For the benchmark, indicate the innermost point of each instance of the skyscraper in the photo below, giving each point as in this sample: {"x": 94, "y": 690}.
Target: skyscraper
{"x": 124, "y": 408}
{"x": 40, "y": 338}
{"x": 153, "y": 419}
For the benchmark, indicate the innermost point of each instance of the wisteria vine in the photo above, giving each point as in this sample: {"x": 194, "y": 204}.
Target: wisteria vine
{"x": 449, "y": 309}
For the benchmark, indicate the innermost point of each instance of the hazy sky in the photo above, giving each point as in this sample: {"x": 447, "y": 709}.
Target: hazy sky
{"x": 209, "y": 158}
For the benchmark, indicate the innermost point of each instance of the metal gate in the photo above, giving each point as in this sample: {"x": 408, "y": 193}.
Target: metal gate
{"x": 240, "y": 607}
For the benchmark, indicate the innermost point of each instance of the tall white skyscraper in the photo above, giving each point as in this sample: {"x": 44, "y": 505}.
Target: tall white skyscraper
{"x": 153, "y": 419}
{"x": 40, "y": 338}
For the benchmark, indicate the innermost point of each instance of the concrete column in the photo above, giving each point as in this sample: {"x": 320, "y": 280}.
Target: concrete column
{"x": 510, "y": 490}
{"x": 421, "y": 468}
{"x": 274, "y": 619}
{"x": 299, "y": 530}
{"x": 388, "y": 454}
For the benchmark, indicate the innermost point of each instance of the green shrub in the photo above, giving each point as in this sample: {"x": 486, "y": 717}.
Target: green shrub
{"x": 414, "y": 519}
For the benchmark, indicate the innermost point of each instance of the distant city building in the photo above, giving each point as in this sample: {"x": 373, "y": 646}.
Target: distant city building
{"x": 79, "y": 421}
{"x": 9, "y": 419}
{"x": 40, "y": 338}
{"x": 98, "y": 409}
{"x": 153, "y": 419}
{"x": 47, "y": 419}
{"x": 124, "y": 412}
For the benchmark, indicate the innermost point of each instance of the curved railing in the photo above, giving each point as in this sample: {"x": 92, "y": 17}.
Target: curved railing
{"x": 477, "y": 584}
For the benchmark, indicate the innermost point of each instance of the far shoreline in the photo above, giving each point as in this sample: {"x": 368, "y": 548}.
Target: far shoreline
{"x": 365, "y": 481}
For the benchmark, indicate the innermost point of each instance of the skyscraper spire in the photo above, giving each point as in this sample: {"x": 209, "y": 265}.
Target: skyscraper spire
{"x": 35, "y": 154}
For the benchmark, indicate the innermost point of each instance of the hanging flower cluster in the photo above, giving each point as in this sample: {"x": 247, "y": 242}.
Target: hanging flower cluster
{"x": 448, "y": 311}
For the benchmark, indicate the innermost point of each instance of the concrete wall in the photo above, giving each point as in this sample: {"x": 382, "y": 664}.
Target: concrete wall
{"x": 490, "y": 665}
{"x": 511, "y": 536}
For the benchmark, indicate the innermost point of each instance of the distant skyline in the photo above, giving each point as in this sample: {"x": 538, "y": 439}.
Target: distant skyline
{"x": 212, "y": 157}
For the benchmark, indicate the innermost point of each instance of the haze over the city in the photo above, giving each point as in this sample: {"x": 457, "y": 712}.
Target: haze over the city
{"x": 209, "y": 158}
- - -
Work to complete: Please output every row above as a JSON list of strings, one string per line, with blank lines left out.

Task answer:
[
  "For the benchmark, indicate the innermost point of each instance of the skyscraper in the photo below, giving each point as in this sample: {\"x\": 94, \"y\": 690}.",
  "Target: skyscraper",
  "{\"x\": 124, \"y\": 408}",
  "{\"x\": 40, \"y\": 338}",
  "{\"x\": 153, \"y\": 419}",
  "For the benchmark, indicate the innermost point of each instance of the wisteria vine in the photo above, giving each point as in this sample: {\"x\": 194, \"y\": 204}.",
  "Target: wisteria vine",
  "{\"x\": 449, \"y\": 309}",
  "For the benchmark, indicate the innermost point of each instance of the hazy sky in the photo above, giving each point as in this sample: {\"x\": 447, \"y\": 709}.",
  "Target: hazy sky",
  "{\"x\": 209, \"y\": 158}",
  "For the benchmark, indicate the innermost point of each instance of the metal gate in the photo above, giving each point as in this sample: {\"x\": 408, \"y\": 193}.",
  "Target: metal gate",
  "{\"x\": 240, \"y\": 607}",
  "For the benchmark, indicate the innermost point of each instance of the tall white skyscraper in the photo above, giving each point as in this sample: {\"x\": 44, \"y\": 505}.",
  "Target: tall white skyscraper",
  "{\"x\": 153, \"y\": 419}",
  "{\"x\": 40, \"y\": 338}",
  "For the benchmark, indicate the innermost point of each instance of the concrete column in the photo above, giving each point as in this sample: {\"x\": 320, \"y\": 280}.",
  "Target: concrete column",
  "{\"x\": 510, \"y\": 490}",
  "{\"x\": 421, \"y\": 468}",
  "{\"x\": 274, \"y\": 619}",
  "{\"x\": 299, \"y\": 530}",
  "{\"x\": 388, \"y\": 454}",
  "For the benchmark, indicate the innermost point of each instance of the green shrub in the photo above, giving each point as in this sample: {\"x\": 486, \"y\": 717}.",
  "Target: green shrub",
  "{\"x\": 414, \"y\": 519}",
  "For the benchmark, indicate the innermost point of each instance of the distant city building in the photo above, giving each point as in this sample: {\"x\": 373, \"y\": 646}.",
  "Target: distant city building",
  "{\"x\": 79, \"y\": 421}",
  "{\"x\": 9, \"y\": 419}",
  "{\"x\": 40, \"y\": 338}",
  "{\"x\": 98, \"y\": 409}",
  "{\"x\": 153, \"y\": 419}",
  "{\"x\": 47, \"y\": 419}",
  "{\"x\": 124, \"y\": 412}",
  "For the benchmark, indicate the innermost point of each instance of the curved railing in the photo above, giving each point as in this sample: {\"x\": 92, \"y\": 17}.",
  "Target: curved railing",
  "{\"x\": 477, \"y\": 584}",
  "For the benchmark, indicate the innermost point of each instance of the far shoreline in the photo above, giving each point as in this sample: {\"x\": 368, \"y\": 548}.",
  "Target: far shoreline",
  "{\"x\": 365, \"y\": 481}",
  "For the benchmark, indicate the innermost point of each instance of the skyscraper spire in the photo above, giving each point as in this sample: {\"x\": 209, \"y\": 265}.",
  "Target: skyscraper spire",
  "{\"x\": 35, \"y\": 154}",
  "For the benchmark, indicate the innermost point of each instance of the hanging flower cluster in the photo above, giving each point as in this sample: {\"x\": 247, \"y\": 242}.",
  "Target: hanging flower cluster",
  "{\"x\": 448, \"y\": 311}",
  "For the benchmark, indicate the innermost point of each instance of the concrete wall in the photo above, giving each point as in this sample: {\"x\": 382, \"y\": 664}.",
  "Target: concrete wall",
  "{\"x\": 490, \"y\": 665}",
  "{\"x\": 511, \"y\": 536}",
  "For the benchmark, indicate the innermost point of each instance of the distant skyline in the photo above, giving each point as in this sample: {\"x\": 538, \"y\": 439}.",
  "Target: distant skyline",
  "{\"x\": 212, \"y\": 157}",
  "For the benchmark, indicate the innermost point of each instance of the haze over the city in the photo above, giving each point as in this sample: {\"x\": 457, \"y\": 712}.",
  "Target: haze over the city",
  "{\"x\": 209, \"y\": 158}"
]